AIM OF THE EXERCISE: Write the entries again exactly, with no line missing.

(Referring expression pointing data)
-=-=-
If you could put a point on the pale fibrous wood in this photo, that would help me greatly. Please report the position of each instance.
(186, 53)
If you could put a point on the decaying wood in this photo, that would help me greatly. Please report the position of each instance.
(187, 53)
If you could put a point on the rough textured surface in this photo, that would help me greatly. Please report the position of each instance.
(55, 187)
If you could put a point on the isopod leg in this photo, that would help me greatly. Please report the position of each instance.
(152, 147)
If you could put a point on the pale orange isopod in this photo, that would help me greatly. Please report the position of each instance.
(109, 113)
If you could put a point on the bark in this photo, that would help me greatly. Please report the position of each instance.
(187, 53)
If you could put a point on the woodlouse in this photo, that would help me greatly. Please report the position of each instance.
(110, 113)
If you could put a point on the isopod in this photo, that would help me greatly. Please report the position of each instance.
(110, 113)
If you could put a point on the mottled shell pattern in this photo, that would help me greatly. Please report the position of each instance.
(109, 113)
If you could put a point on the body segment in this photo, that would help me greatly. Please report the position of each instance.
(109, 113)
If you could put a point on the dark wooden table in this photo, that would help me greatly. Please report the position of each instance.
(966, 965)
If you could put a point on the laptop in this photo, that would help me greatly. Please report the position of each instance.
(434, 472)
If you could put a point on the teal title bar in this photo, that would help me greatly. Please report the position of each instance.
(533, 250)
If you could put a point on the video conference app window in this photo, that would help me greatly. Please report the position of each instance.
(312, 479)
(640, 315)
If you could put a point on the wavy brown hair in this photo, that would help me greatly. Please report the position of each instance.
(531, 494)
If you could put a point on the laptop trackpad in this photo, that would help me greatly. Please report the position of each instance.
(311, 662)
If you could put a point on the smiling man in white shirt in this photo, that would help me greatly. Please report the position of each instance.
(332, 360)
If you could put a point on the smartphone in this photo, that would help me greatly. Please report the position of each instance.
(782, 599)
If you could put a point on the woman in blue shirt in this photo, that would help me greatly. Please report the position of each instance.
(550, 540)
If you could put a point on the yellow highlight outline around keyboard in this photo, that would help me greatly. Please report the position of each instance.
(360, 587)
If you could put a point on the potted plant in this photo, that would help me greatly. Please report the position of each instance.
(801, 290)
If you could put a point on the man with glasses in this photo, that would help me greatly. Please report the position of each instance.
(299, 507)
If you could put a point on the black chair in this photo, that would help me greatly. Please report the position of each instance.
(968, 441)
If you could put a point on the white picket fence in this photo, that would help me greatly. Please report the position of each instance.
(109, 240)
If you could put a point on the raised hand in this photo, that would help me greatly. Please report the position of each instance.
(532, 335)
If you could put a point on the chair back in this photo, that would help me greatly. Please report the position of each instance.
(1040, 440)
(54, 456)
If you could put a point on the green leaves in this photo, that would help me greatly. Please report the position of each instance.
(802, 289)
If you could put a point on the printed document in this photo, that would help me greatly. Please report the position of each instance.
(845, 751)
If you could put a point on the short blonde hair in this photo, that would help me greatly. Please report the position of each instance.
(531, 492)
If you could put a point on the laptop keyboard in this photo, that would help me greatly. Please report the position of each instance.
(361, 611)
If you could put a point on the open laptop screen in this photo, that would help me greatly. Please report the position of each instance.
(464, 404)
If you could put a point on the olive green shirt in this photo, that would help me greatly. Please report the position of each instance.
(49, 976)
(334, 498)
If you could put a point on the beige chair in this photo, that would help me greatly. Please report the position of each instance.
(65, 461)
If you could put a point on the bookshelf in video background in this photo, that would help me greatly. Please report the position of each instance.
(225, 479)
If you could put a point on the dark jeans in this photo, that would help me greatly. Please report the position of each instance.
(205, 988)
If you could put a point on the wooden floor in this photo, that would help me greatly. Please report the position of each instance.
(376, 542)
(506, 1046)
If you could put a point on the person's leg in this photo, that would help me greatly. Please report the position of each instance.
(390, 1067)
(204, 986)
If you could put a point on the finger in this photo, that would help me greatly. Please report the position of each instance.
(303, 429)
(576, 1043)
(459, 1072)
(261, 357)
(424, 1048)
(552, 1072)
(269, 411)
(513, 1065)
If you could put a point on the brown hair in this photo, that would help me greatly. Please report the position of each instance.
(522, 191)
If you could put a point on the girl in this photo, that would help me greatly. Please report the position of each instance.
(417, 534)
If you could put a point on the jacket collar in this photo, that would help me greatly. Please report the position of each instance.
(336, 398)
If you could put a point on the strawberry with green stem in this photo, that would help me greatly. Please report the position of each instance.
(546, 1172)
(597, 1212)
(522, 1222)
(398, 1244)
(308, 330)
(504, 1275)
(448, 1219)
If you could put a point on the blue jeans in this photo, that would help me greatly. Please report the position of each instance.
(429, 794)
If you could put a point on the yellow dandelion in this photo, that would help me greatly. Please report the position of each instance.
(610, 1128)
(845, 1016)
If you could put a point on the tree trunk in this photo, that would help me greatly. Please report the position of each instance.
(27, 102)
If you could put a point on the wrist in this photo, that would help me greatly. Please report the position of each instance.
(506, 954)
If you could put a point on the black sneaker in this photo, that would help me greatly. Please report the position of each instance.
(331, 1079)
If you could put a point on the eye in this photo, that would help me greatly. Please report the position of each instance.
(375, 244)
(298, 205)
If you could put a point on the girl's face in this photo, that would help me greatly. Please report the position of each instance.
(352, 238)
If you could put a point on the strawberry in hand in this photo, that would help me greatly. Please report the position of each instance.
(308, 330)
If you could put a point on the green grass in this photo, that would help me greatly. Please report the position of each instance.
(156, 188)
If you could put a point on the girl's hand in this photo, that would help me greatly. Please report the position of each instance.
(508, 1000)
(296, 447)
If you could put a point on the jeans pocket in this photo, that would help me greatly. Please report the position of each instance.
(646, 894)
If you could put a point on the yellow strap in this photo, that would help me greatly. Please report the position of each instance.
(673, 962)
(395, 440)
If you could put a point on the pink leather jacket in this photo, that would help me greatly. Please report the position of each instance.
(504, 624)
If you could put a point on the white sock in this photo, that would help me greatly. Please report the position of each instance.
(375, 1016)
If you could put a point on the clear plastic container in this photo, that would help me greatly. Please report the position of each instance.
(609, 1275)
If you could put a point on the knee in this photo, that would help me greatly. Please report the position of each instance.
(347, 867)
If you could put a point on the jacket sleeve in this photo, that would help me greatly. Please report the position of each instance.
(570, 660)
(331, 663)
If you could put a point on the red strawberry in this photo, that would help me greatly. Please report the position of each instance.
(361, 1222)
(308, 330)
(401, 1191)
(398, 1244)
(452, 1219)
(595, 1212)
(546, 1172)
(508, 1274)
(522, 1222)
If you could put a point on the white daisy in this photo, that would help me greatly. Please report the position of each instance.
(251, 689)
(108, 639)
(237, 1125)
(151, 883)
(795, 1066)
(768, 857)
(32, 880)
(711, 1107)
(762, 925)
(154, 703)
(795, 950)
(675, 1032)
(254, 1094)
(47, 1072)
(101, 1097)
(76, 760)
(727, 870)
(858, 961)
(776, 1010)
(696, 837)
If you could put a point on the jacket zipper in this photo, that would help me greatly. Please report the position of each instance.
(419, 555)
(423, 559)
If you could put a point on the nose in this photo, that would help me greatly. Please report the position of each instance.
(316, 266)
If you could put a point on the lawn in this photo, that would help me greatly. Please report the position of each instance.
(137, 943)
-=-=-
RESULT OF THE EXERCISE:
If you could put a point on the pale fibrous wood in this photo, that would help me greatly. Please report the position of each instance.
(186, 53)
If you could put a point on the decaying wood in this photo, that would help me greatly. Please report the position of each instance.
(187, 53)
If you could put a point on the rough textured surface in this photo, that would help me greatly. Please report the position of each instance.
(55, 187)
If you could put a point on the isopod leg in this photo, that would help me greatly. Please report the position of each instance.
(152, 147)
If you could put a point on the pale orange isopod in this photo, that would help me greatly. Please report the position of each instance.
(109, 113)
If you could put a point on the bark in this photo, that would help me greatly. Please report the position of each instance.
(187, 53)
If you could put a point on the woodlouse in this photo, that would help me greatly. Please report the position of each instance.
(110, 113)
If you could put a point on the isopod in this photo, that would help me greatly. Please report the position of each instance.
(110, 113)
If you could put a point on the mottled shell pattern in this photo, that would help me greatly. Please report the position of each instance.
(109, 113)
If you could put a point on the body segment in this photo, that would help me greatly. Please report the position of each instance.
(109, 113)
If you could put a point on the dark wooden table in this photo, that would help me greatly. Please report the position of each instance.
(966, 965)
If you could put a point on the laptop in this photo, that would help me greatly. Please report the position of each instance.
(434, 472)
If you could put a point on the teal title bar in this photo, that would help me greatly. Please report the position of each instance.
(533, 250)
If you could put a point on the video conference app window in this photo, that would help me greatly. Please report the position of each instance.
(312, 479)
(640, 315)
If you could put a point on the wavy brown hair in this photo, that would help me greatly. Please report the position of each instance.
(531, 494)
If you could put a point on the laptop trackpad in this photo, that would help me greatly. Please report the position of each instance.
(311, 662)
If you could put a point on the smiling man in white shirt in this photo, that would help me greatly. Please report the position of each instance.
(332, 360)
If you could put a point on the smartphone in this photo, that would help me greatly. Please report the position of each instance.
(782, 599)
If you could put a point on the woman in blue shirt in this photo, that would help me greatly. Please report the position of each instance.
(550, 540)
If you could put a point on the yellow highlight outline around keyboard in this photo, that would help me greatly. Please report the position of each instance.
(360, 587)
If you could put a point on the potted plant in this photo, that would help me greatly. Please report the position of each instance.
(801, 290)
If you could put a point on the man with glasses in this photo, that would help me greatly. Please report the position of each instance.
(299, 507)
If you could put a point on the black chair in this photo, that would help me greatly. Please report the position of each instance.
(968, 441)
If you could put a point on the white picket fence in this photo, that would help me greatly. Please report the position of each instance.
(109, 240)
If you could put a point on the raised hand in this photo, that would help me greatly. Please report the position of each instance.
(532, 335)
If you could put a point on the chair back in this photo, that would help me greatly. Please report the position of each instance.
(1040, 440)
(54, 456)
If you could put a point on the green leaves in this photo, that would help me greatly. Please report the position of each instance.
(802, 289)
If you could put a point on the printed document in this photo, that would help me greatly. Please report the position of each instance.
(845, 751)
If you could put a point on the short blonde hair in this photo, that would help me greatly. Please report the position of each instance.
(531, 492)
If you could put a point on the laptop keyboard in this photo, that would help me greatly. Please report the position of each instance.
(361, 611)
If you could put a point on the open laptop screen in this photo, that would help me greatly. Please report the position of each instance.
(464, 404)
If you could put a point on the olive green shirt in this photo, that would help me greatly. Please report the position of each instance.
(49, 976)
(334, 498)
If you could put a point on the beige chair in this photo, that would help me greatly. Please report the position of each instance.
(65, 461)
If you could put a point on the bookshelf in video background in this photo, that would help me greatly. Please report the position of each instance.
(225, 479)
If you could put a point on the dark jeans in this photo, that would help me greatly. Please report the position of each instance.
(205, 988)
If you could put a point on the wooden floor in this photo, that would help me greatly. Please report the position of each instance.
(376, 542)
(506, 1046)
If you could put a point on the person's leg in this photo, that would help me greatly. Please report the position of each instance.
(390, 1067)
(204, 986)
If you could put a point on the finger in this photo, that would help me greatly. Please report the position of each instance.
(303, 429)
(576, 1043)
(459, 1072)
(261, 357)
(424, 1048)
(552, 1072)
(269, 411)
(513, 1065)
If you could put a point on the brown hair in this photo, that would help me greatly. Please report the position of each instance.
(522, 191)
If you could put a point on the girl in this photo, that would help me greatly. Please report the position of each instance.
(417, 534)
If you could put a point on the jacket collar in this photo, that would help me greatly. Please report the position of each instance.
(336, 398)
If you could put a point on the strawberry with green stem in this photo, that would help me greatly. Please report the position of each instance.
(546, 1172)
(597, 1212)
(522, 1222)
(398, 1244)
(308, 330)
(504, 1275)
(448, 1219)
If you could put a point on the blue jeans in this photo, that would help me greatly. Please report the position of each instance.
(429, 794)
If you could put a point on the yellow dandelion in this photo, that would help me greatly. Please report the position of each instance.
(610, 1128)
(845, 1016)
If you could put a point on the tree trunk in this photo, that would help me greatly. Please report the position of each instance.
(27, 102)
If you could put a point on the wrist in this photo, that would help me greatly. Please report the position of each instance.
(506, 954)
If you could put a point on the black sneaker in this photo, that would help me greatly. Please report the position of each instance.
(331, 1079)
If you could put a point on the eye in this photo, that would help me greatly. Please report the position of each instance.
(375, 244)
(298, 205)
If you could put a point on the girl's face in this photo, that would help me greatly. Please report the position of each instance.
(352, 238)
If you could put a point on the strawberry in hand in this photo, that would help me greatly. Please report the position of each instance.
(308, 330)
If you could put a point on the green grass in this photo, that would help me greatly. Please report the position of each instance.
(156, 188)
If you could put a point on the girl's hand in this photo, that would help me greatly. Please report the position of each instance.
(508, 1000)
(296, 447)
If you could put a point on the jeans pocket in this photo, that would help me greatly. Please report the position of each instance.
(646, 894)
If you could put a point on the yellow strap in this photo, that would help me greatly. Please report the position of each instance.
(673, 962)
(395, 440)
If you could put a point on the pink leather jacket in this photo, that would help me greatly. Please report the position of each instance.
(504, 624)
If you could put a point on the white sock in this photo, that would help me greatly. Please report the position of each instance.
(375, 1016)
If you could put a point on the clear plastic container in this photo, that would help me greatly. Please report the position of each instance.
(609, 1275)
If you could put a point on the knee in this photo, that would help me greatly. Please report the position of each instance.
(347, 867)
If you could put a point on the jacket sleeve in this photo, that would help me greatly. Please report the position of each instance.
(570, 660)
(331, 663)
If you could put a point on the red strawberry in this photo, that would help me greatly. Please report the position of each instance.
(361, 1222)
(308, 330)
(401, 1191)
(398, 1244)
(452, 1219)
(595, 1212)
(546, 1172)
(508, 1274)
(522, 1222)
If you could put a point on the white daisy in this photo, that would help me greatly. Please report the position of each instance.
(251, 689)
(108, 639)
(237, 1125)
(151, 883)
(795, 1066)
(768, 857)
(32, 880)
(711, 1107)
(762, 925)
(154, 703)
(795, 950)
(675, 1032)
(254, 1094)
(47, 1072)
(101, 1097)
(76, 760)
(727, 870)
(858, 961)
(776, 1010)
(696, 837)
If you could put a point on the jacket zipper in this photo, that would help me greatly. Please report the position of each instance.
(419, 555)
(423, 559)
If you could put a point on the nose in this photo, that would help me greatly. Please report the position of each instance.
(316, 266)
If you could put a point on the lawn in this photo, that would help me greatly. Please report the position of each instance.
(137, 943)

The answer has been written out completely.